[SOLVED] NMS very slow on CUDA

I’m currently benchmarking a model which uses NMS with CUDA target. After auto-tuning, 98% of inference time is due NMS operator (1.8s on nvidia 1050ti). Do we use an optimized CUDA implementation of NMS?

Set USE_THRUST when building tvm. This enables cuda thrust which hugely accelerates NMS.

1 Like

I didn’t know about this, I’ll give it a try, thanks!

@kevinthesun it worked, thank you! Now the same NMS call takes around 2ms.

To make THRUST work, I had to modify few things though. I’ll document the process here in case someone else will face a similar issue:

  • to build with THRUST, I had to upgrade CMAKE to >= 3.13 and this seems to break CUDA in TVM.
  • whenever I use CMAKE 3.13 or newer, with or without USE_THRUST, I get the following error when trying to run inference on a previously compiled model.
CUDA: Check failed: e == cudaSuccess || e == cudaErrorCudartUnloading: unknown error

To fix thist error, you need to have access to nvidia driver, that I hadn’t from within the docker container I was using. Once running the inference from an environment that have access to the driver (you can check if nvidia-smi command works), inference works fine.

  • or I get the following error when trying to compile a model using relay:
ValueError: arch(sm_xy) is not passed, and we cannot detect it from env

To fix this error, you can refer to [SOLVED] Compile error related to autotvm.

1 Like

### AIM OF THE EXERCISE
Please retype the part of the CUDA NMS thread above word for word, starting at the words "I’m currently benchmarking" and stopping after "previously compiled model.".

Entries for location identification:
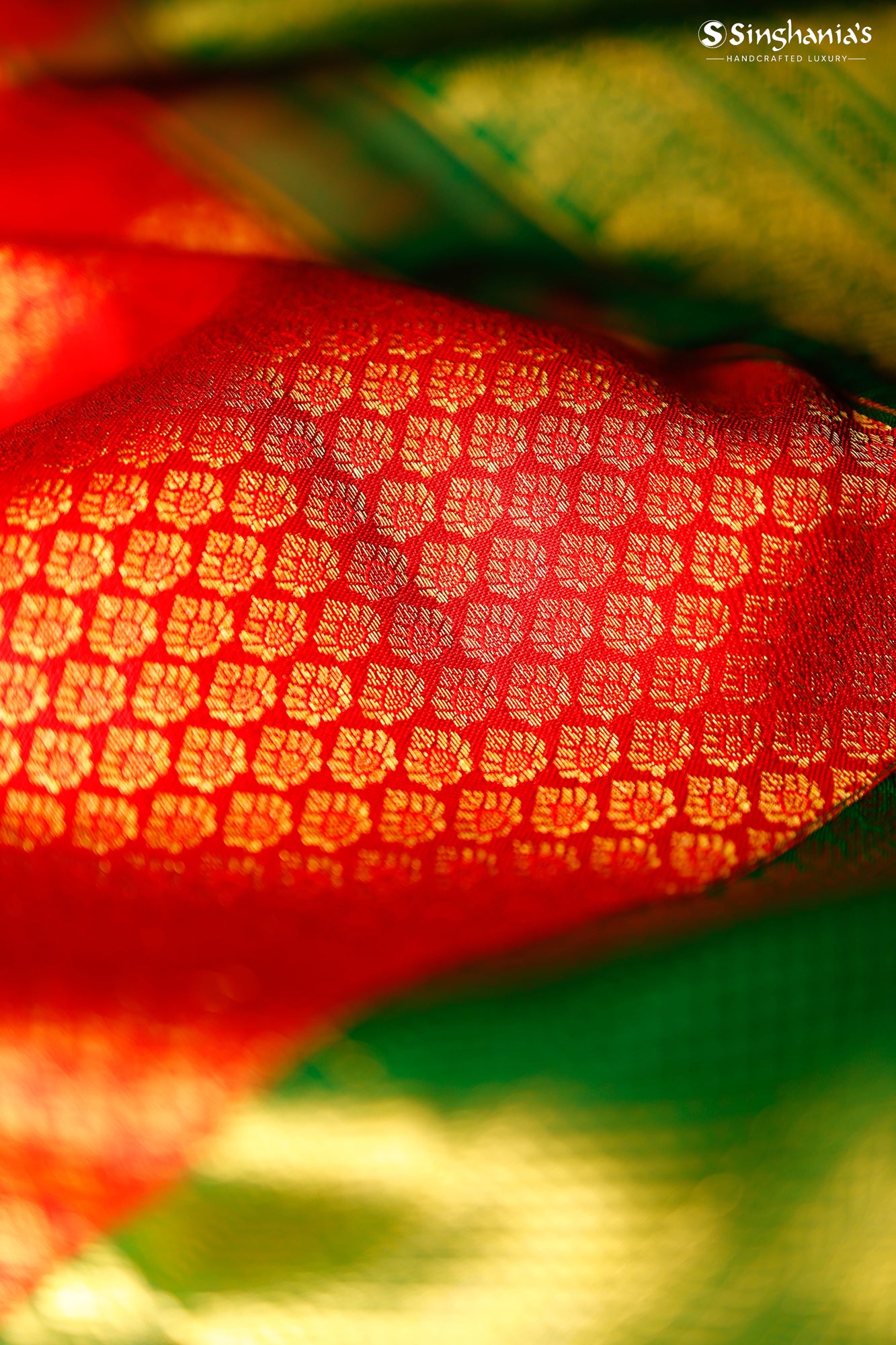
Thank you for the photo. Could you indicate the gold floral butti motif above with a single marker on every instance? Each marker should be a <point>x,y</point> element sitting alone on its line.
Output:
<point>446,603</point>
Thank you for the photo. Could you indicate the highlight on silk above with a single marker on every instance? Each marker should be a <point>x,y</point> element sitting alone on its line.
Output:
<point>447,673</point>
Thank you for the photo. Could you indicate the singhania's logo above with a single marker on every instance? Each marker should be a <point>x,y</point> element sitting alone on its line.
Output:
<point>713,34</point>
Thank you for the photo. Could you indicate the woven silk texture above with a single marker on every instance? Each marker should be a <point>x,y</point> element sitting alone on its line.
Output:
<point>438,606</point>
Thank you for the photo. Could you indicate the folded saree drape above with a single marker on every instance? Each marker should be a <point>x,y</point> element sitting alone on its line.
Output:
<point>350,631</point>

### ANSWER BELOW
I’m currently benchmarking a model which uses NMS with CUDA target. After auto-tuning, 98% of inference time is due NMS operator (1.8s on nvidia 1050ti). Do we use an optimized CUDA implementation of NMS?

Set USE_THRUST when building tvm. This enables cuda thrust which hugely accelerates NMS.

1 Like

I didn’t know about this, I’ll give it a try, thanks!

@kevinthesun it worked, thank you! Now the same NMS call takes around 2ms.

To make THRUST work, I had to modify few things though. I’ll document the process here in case someone else will face a similar issue:

  • to build with THRUST, I had to upgrade CMAKE to >= 3.13 and this seems to break CUDA in TVM.
  • whenever I use CMAKE 3.13 or newer, with or without USE_THRUST, I get the following error when trying to run inference on a previously compiled model.